▸ REQUIRED ACTIONS
[A] Answer these questions about the tribunal excerpt:
(i) What is Jovi's job?
(ii) Since what date have the applicant and Jovi been in a genuine spousal relationship?
(iii) Which provision of the Act was the non-compliance identified in the s 107 notice said to breach?
[B] Can you reproduce everything from "Was there non-compliance" down to "the statutory requirements." in the tribunal excerpt, replacing "the delegate" with "the decision-maker"?
[C] How would you say this sentence from the tribunal excerpt in Spanish: "They plan to start a family in the near future."

▸ EXCERPT TO READ
The Tribunal canvassed the financial and social aspects of the relationship, the nature of the household and the nature of commitment, pertaining to the applicant and Jovi up to the time of application for the Subclass 186 visa. The applicant, Jovi and Clarizze all gave evidence to the Tribunal consistent with there being no de facto relationship in existence at that time. Indeed, at that point the applicant and Jovi had never cohabitated, the financial aspects were limited to ad hoc remittances, the social aspects pertained to similar friendship circles and the nature of their commitment is best characterised as that of boyfriend and girlfriend. The Tribunal notes that it has formed this view largely based upon its favourable credit assessment of the applicant, Jovi and Clarizze.
The applicant outlined that he presently works in regional Western Australia as a qualified painter and decorator. Jovi is employed as an Assistant in Nursing. They are happily married and reside together in regional Western Australia. They reside in their own their home, encumbered by mortgage. They plan to start a family in the near future. It is most apparent to the Tribunal that the applicant and Jovi have been in a genuine spousal relationship since 6 April 2019 and remain so.
Was there non-compliance as described in the s 107 notice?
In the present matter, the Tribunal is satisfied that the delegate had reached the necessary state of mind to engage s 107 and that the notice issued under s 107 complied with the statutory requirements.
The issue before the Tribunal is whether there was non-compliance in the way described in the s 107 notice, being the manner particularised in the notice, and if so, whether the visa should be cancelled. The non-compliance identified and particularised in the s 107 notice was non-compliance with s 101(b) of the Act, in that the applicant purportedly gave incorrect answers in his Subclass 186 visa application indicating he was not in a de facto relationship.
In this review, the crucial issue is whether the applicant was, on or around 27 June 2017, in a de facto or spousal relationship with Jovi. The evidence overwhelmingly points to him not being in such a relationship at that time. Rather, it is apparent the applicant and Jovi were in a long distance boyfriend and girlfriend relationship at the time of his application for the Subclass 186 visa. Therefore, the Tribunal is satisfied that no incorrect answers were provided in the applicant’s Subclass 186 visa application pertaining to his relationship status. The Tribunal so finds.
Following careful consideration of the evidence, the Tribunal finds that there was no non-compliance by the applicant in the way described in the s 107 notice. It follows that the discretionary power to cancel the applicant’s visa does not arise.
CONCLUSION
As the Tribunal is not satisfied that there was non-compliance by the applicant in the way described in the notice given under s 107 of the Act, it follows that the discretionary power to cancel the applicant’s visa does not arise.
decision
The Tribunal sets aside the decision under review and substitutes a decision not to cancel the applicant’s Subclass 186 - Employer Nomination Scheme visa.
K. Chapman
MemberATTACHMENT – Migration Act 1958 (extracts)
5Interpretation
(1)In this Act, unless the contrary intention appears:
bogus document, in relation to a person, means a document that the Minister reasonably suspects is a document that:
(a) purports to have been, but was not, issued in respect of the person; or
(b) is counterfeit or has been altered by a person who does not have authority to do so; or
(c) was obtained because of a false or misleading statement, whether or not made knowingly.
97Interpretation
In this Subdivision:
application form, in relation to a non‑citizen, means a form on which a non‑citizen applies for a visa, being a form that regulations made for the purposes of section 46 allow to be used for making the application.

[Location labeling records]
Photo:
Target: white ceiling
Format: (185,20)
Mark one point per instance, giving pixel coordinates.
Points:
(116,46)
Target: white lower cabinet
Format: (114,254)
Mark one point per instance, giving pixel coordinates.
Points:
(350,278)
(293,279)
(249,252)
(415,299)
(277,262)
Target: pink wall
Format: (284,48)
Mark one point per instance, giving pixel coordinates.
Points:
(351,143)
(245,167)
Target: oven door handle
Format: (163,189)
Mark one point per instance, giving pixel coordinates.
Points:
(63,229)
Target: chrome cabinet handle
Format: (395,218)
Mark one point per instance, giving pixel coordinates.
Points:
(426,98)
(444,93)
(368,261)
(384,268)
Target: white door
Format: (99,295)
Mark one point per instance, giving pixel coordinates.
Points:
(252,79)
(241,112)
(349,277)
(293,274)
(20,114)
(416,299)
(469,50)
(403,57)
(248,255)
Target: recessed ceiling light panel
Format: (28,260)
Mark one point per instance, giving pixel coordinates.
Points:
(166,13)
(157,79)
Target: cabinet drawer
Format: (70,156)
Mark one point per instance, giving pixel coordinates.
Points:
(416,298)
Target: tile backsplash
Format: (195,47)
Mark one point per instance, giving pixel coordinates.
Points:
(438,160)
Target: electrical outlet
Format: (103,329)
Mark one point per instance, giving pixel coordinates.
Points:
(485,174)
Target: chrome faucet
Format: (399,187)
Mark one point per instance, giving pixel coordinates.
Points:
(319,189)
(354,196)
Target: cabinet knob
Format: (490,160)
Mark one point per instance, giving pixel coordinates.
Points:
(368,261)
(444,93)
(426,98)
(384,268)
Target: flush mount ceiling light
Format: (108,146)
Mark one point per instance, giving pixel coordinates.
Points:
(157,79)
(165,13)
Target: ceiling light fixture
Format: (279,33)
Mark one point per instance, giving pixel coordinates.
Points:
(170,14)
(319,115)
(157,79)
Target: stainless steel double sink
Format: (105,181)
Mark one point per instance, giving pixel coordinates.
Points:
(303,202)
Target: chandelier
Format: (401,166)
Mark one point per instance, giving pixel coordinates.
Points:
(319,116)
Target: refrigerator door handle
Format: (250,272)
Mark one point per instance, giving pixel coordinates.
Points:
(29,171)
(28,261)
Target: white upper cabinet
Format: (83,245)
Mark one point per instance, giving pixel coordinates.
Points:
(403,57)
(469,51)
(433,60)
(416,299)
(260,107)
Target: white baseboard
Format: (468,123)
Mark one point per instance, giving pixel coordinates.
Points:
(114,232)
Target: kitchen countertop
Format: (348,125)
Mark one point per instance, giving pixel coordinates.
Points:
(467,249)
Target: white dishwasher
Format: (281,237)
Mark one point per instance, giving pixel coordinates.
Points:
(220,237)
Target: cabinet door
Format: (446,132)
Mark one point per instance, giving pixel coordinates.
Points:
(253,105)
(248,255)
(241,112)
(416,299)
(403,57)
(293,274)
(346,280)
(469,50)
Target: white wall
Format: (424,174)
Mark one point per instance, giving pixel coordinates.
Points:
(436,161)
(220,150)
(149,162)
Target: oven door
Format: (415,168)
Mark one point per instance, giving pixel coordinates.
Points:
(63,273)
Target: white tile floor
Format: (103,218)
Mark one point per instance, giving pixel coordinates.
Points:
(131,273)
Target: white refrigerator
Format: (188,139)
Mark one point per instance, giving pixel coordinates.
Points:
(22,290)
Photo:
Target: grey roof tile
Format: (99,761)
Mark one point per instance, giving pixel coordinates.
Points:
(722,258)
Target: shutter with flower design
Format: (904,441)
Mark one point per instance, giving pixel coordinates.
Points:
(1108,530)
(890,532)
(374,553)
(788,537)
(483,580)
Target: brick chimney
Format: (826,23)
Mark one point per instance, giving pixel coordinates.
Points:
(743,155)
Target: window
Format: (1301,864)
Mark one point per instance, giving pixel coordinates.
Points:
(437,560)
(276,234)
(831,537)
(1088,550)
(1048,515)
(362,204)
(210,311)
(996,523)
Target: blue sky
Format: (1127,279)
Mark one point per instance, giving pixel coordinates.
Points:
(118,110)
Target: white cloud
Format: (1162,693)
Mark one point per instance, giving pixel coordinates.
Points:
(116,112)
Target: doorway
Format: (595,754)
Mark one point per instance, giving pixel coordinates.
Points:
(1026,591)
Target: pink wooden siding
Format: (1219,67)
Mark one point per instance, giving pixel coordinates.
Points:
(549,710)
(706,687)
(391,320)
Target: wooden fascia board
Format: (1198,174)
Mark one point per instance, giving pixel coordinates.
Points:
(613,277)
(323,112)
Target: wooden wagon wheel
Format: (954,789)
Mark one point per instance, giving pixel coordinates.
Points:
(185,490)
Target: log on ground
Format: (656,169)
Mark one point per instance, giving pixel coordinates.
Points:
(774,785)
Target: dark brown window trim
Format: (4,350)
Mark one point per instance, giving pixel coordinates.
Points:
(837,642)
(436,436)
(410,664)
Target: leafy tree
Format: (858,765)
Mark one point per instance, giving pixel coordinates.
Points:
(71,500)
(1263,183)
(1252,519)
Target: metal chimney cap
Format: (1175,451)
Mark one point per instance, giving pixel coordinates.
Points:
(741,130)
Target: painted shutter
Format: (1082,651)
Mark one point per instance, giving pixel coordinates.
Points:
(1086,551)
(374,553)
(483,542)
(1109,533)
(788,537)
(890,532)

▸ ANSWERS PER TASK
[A]
(i) Assistant in Nursing
(ii) 6 April 2019
(iii) s 101(b)

[B]
Was there non-compliance as described in the s 107 notice?
In the present matter, the Tribunal is satisfied that the decision-maker had reached the necessary state of mind to engage s 107 and that the notice issued under s 107 complied with the statutory requirements.

[C] Planean formar una familia en un futuro cercano.